REQUIRED WORK: Extract every line of the items below and reproduce each one character for character, with no changes.

——

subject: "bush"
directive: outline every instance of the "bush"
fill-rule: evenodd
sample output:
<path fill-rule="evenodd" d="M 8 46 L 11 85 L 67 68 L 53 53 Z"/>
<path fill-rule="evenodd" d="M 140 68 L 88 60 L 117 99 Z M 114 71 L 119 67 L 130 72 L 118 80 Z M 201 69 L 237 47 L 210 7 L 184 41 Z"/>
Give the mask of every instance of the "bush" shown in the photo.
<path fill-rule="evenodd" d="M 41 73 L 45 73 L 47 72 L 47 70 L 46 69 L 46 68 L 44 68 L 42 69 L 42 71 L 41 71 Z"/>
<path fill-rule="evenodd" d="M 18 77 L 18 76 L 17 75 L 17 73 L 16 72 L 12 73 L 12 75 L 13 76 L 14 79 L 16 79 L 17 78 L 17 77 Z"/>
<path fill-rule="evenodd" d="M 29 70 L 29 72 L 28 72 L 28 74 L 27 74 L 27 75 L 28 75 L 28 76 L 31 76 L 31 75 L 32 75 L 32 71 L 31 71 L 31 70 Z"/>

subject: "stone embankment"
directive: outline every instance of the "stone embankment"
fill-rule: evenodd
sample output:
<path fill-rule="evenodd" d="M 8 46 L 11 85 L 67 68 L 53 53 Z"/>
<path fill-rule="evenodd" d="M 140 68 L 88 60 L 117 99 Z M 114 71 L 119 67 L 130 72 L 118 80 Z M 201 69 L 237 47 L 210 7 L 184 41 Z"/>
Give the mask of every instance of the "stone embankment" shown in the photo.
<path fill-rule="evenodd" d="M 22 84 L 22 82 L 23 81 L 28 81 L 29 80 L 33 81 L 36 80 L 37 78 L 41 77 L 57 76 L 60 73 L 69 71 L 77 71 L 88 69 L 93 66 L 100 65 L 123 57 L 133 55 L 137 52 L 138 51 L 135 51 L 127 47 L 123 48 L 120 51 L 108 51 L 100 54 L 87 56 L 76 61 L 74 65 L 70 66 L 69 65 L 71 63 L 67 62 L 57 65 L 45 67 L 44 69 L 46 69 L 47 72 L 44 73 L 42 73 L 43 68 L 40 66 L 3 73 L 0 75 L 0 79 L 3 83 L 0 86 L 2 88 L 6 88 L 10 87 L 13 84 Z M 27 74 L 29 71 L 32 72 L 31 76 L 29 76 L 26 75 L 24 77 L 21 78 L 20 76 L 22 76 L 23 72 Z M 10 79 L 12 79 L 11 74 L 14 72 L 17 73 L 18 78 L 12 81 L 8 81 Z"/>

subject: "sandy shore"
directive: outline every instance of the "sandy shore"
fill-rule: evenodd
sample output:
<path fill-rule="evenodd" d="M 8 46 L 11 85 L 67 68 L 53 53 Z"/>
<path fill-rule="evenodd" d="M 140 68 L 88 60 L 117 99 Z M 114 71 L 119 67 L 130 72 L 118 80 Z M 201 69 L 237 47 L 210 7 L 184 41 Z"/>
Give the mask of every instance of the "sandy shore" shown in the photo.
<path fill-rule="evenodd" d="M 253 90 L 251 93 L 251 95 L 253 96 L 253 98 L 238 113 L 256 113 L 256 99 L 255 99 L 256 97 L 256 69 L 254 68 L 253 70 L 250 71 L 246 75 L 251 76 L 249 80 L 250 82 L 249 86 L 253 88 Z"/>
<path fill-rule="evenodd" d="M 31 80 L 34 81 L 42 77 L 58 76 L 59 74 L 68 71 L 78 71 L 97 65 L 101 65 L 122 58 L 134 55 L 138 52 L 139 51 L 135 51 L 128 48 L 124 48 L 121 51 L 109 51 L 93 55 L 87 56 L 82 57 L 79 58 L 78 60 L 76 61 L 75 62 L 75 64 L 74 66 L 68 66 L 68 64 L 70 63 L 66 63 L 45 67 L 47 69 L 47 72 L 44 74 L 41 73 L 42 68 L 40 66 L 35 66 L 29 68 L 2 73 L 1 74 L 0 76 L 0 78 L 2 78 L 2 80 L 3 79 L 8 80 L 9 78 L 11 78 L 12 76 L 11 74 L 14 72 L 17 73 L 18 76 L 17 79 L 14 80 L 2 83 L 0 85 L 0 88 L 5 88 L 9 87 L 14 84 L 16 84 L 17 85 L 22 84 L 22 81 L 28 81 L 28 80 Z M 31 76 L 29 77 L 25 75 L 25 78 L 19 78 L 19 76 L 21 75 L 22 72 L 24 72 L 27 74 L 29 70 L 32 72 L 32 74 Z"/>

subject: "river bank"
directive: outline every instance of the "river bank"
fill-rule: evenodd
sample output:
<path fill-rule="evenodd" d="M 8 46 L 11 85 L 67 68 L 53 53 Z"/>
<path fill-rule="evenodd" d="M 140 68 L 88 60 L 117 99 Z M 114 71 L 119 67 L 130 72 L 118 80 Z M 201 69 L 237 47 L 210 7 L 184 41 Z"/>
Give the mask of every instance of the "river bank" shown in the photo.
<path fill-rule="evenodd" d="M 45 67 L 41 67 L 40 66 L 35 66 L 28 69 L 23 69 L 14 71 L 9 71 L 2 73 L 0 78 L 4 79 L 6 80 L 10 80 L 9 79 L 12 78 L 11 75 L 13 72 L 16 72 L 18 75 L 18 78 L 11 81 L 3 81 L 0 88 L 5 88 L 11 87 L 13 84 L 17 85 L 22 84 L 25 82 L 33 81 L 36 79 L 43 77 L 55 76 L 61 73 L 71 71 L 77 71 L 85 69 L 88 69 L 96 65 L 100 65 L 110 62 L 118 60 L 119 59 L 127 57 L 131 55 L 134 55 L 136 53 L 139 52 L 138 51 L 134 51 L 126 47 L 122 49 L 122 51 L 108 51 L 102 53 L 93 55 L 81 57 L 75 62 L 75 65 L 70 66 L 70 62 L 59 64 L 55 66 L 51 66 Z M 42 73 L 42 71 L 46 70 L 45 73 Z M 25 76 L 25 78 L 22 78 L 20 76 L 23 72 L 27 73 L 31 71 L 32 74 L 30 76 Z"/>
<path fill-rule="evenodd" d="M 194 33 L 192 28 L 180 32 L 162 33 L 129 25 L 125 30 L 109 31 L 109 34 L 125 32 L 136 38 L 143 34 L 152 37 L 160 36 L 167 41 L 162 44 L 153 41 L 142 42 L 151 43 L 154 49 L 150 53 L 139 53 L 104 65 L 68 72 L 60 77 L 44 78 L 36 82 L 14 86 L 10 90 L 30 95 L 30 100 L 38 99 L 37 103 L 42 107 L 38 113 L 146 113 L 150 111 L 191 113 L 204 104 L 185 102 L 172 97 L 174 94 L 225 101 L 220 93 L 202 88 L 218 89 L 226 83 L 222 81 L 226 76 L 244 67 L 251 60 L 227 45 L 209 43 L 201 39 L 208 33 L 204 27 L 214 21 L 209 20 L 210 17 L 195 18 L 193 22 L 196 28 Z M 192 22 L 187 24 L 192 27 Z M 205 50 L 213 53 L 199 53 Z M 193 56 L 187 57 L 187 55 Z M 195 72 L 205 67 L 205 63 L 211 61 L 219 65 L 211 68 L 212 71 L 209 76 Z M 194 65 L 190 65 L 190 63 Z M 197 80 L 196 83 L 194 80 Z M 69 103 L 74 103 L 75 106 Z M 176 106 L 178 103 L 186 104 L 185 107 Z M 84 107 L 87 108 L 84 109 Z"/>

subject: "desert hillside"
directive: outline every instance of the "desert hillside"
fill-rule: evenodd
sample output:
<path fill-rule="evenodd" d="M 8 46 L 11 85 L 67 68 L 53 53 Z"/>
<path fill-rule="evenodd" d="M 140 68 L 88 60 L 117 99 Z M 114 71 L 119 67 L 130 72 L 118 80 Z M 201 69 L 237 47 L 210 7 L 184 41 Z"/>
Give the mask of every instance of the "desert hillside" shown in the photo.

——

REPLY:
subject: "bush"
directive: outline every instance of the "bush"
fill-rule: evenodd
sample output:
<path fill-rule="evenodd" d="M 8 46 L 11 85 L 67 68 L 53 53 Z"/>
<path fill-rule="evenodd" d="M 140 68 L 88 60 L 117 99 Z M 114 71 L 119 67 L 130 72 L 118 80 Z M 201 69 L 237 47 L 210 7 L 184 41 Z"/>
Give the mask of every instance of the "bush" shown in the photo.
<path fill-rule="evenodd" d="M 41 73 L 45 73 L 47 72 L 47 70 L 46 69 L 46 68 L 44 68 L 42 69 L 42 71 L 41 71 Z"/>
<path fill-rule="evenodd" d="M 18 77 L 18 76 L 17 75 L 17 73 L 16 72 L 12 73 L 12 75 L 13 76 L 14 79 L 16 79 L 17 78 L 17 77 Z"/>
<path fill-rule="evenodd" d="M 29 70 L 29 72 L 28 72 L 28 74 L 27 74 L 27 75 L 28 75 L 28 76 L 31 76 L 31 75 L 32 75 L 32 71 L 31 71 L 31 70 Z"/>

subject: "stone embankment"
directive: outline every instance of the "stone embankment"
fill-rule: evenodd
sample output:
<path fill-rule="evenodd" d="M 8 46 L 11 85 L 67 68 L 53 53 Z"/>
<path fill-rule="evenodd" d="M 140 68 L 88 60 L 117 99 Z M 114 71 L 119 67 L 130 72 L 118 80 Z M 201 69 L 237 47 L 210 7 L 184 41 Z"/>
Give the mask of every instance of the "stone embankment" shown in the photo.
<path fill-rule="evenodd" d="M 22 84 L 22 82 L 23 81 L 28 81 L 29 80 L 33 81 L 36 80 L 37 78 L 41 77 L 57 76 L 60 73 L 69 71 L 77 71 L 88 69 L 93 66 L 100 65 L 123 57 L 133 55 L 137 52 L 138 51 L 135 51 L 127 47 L 123 48 L 120 51 L 108 51 L 100 54 L 87 56 L 76 61 L 74 65 L 70 66 L 69 65 L 71 63 L 67 62 L 57 65 L 45 67 L 44 69 L 46 69 L 47 72 L 44 73 L 42 73 L 43 68 L 40 66 L 3 73 L 0 75 L 0 79 L 3 83 L 0 86 L 2 88 L 6 88 L 10 87 L 13 84 Z M 27 74 L 29 71 L 32 72 L 31 76 L 29 76 L 26 75 L 24 77 L 21 78 L 20 76 L 22 76 L 23 72 Z M 10 79 L 12 79 L 11 74 L 14 72 L 17 73 L 18 78 L 12 81 L 8 81 Z"/>

subject: "sandy shore"
directive: outline every instance of the "sandy shore"
fill-rule: evenodd
sample output:
<path fill-rule="evenodd" d="M 8 46 L 11 85 L 67 68 L 53 53 Z"/>
<path fill-rule="evenodd" d="M 140 68 L 88 60 L 117 99 Z M 114 71 L 119 67 L 130 72 L 118 80 Z M 201 69 L 237 47 L 210 7 L 184 41 Z"/>
Give the mask of every instance of the "sandy shore" shown in the photo.
<path fill-rule="evenodd" d="M 253 90 L 251 93 L 251 95 L 253 96 L 253 98 L 238 113 L 256 113 L 256 99 L 255 99 L 256 97 L 256 69 L 254 68 L 253 70 L 250 71 L 246 75 L 251 76 L 249 80 L 250 82 L 249 86 L 253 88 Z"/>
<path fill-rule="evenodd" d="M 31 80 L 34 81 L 42 77 L 58 76 L 59 74 L 68 71 L 78 71 L 97 65 L 101 65 L 122 58 L 134 55 L 138 52 L 139 51 L 135 51 L 128 48 L 124 48 L 121 51 L 109 51 L 93 55 L 87 56 L 82 57 L 79 58 L 78 60 L 76 61 L 75 62 L 75 64 L 74 66 L 68 66 L 68 64 L 70 63 L 66 63 L 45 67 L 47 69 L 47 72 L 44 74 L 41 73 L 42 68 L 40 66 L 35 66 L 29 68 L 2 73 L 1 74 L 0 76 L 0 78 L 2 78 L 2 80 L 3 79 L 8 80 L 9 78 L 11 78 L 12 76 L 11 74 L 14 72 L 17 73 L 18 76 L 17 79 L 14 80 L 2 83 L 0 85 L 0 88 L 5 88 L 9 87 L 14 84 L 16 84 L 17 85 L 22 84 L 22 81 L 28 81 L 28 80 Z M 31 76 L 29 77 L 25 75 L 25 78 L 19 78 L 19 76 L 21 75 L 22 72 L 24 72 L 27 74 L 29 70 L 32 72 L 32 74 Z"/>

subject: "river bank"
directive: outline every instance of the "river bank"
fill-rule: evenodd
sample output:
<path fill-rule="evenodd" d="M 8 46 L 11 85 L 67 68 L 53 53 Z"/>
<path fill-rule="evenodd" d="M 140 68 L 88 60 L 117 99 Z M 114 71 L 119 67 L 130 72 L 118 80 Z M 201 69 L 237 47 L 210 7 L 184 41 Z"/>
Give the mask of every instance of the "river bank" shown in the photo.
<path fill-rule="evenodd" d="M 45 67 L 41 67 L 40 66 L 35 66 L 28 69 L 23 69 L 14 71 L 9 71 L 2 73 L 0 78 L 4 79 L 6 80 L 10 80 L 9 79 L 12 78 L 11 75 L 13 72 L 16 72 L 18 75 L 18 78 L 11 81 L 3 81 L 0 88 L 5 88 L 11 87 L 13 84 L 17 85 L 22 84 L 25 82 L 33 81 L 36 79 L 43 77 L 55 76 L 61 73 L 71 71 L 77 71 L 85 69 L 88 69 L 96 65 L 100 65 L 110 62 L 118 60 L 119 59 L 127 57 L 131 55 L 134 55 L 136 53 L 139 52 L 138 51 L 134 51 L 126 47 L 122 49 L 122 51 L 108 51 L 102 53 L 93 55 L 81 57 L 75 62 L 75 65 L 70 66 L 70 62 L 59 64 L 55 66 L 51 66 Z M 42 73 L 42 71 L 46 70 L 45 73 Z M 25 76 L 25 78 L 22 78 L 20 76 L 23 72 L 27 73 L 31 71 L 32 74 L 30 76 Z"/>
<path fill-rule="evenodd" d="M 194 33 L 192 28 L 180 32 L 162 33 L 129 25 L 125 30 L 109 31 L 109 34 L 125 32 L 136 38 L 143 34 L 152 37 L 160 36 L 167 41 L 162 44 L 153 41 L 142 42 L 151 43 L 154 49 L 150 53 L 139 53 L 104 65 L 68 72 L 60 77 L 44 78 L 36 82 L 14 86 L 10 90 L 30 95 L 30 100 L 38 99 L 37 103 L 42 107 L 38 113 L 146 113 L 150 111 L 191 113 L 204 104 L 185 102 L 172 97 L 174 94 L 225 101 L 220 93 L 202 88 L 218 89 L 226 83 L 222 81 L 226 76 L 244 67 L 251 60 L 227 45 L 209 43 L 201 39 L 208 33 L 204 27 L 214 21 L 209 20 L 210 17 L 195 18 L 193 22 L 196 28 Z M 192 22 L 187 24 L 192 27 Z M 205 50 L 213 53 L 199 53 Z M 193 56 L 187 57 L 187 55 Z M 195 72 L 205 67 L 205 63 L 211 61 L 219 65 L 211 68 L 212 71 L 209 76 Z M 194 65 L 190 65 L 190 63 Z M 197 80 L 196 83 L 194 80 Z M 69 103 L 74 103 L 75 106 Z M 176 106 L 178 103 L 186 104 L 185 107 Z M 84 107 L 87 108 L 84 109 Z"/>

subject: "desert hillside"
directive: outline every instance of the "desert hillside"
fill-rule: evenodd
sample output:
<path fill-rule="evenodd" d="M 8 46 L 11 85 L 67 68 L 53 53 Z"/>
<path fill-rule="evenodd" d="M 140 68 L 88 60 L 117 99 Z M 114 71 L 119 67 L 130 72 L 118 80 Z M 201 69 L 237 47 L 210 7 L 184 41 Z"/>
Give the mask of every instance of the "desert hillside" shown in the photo.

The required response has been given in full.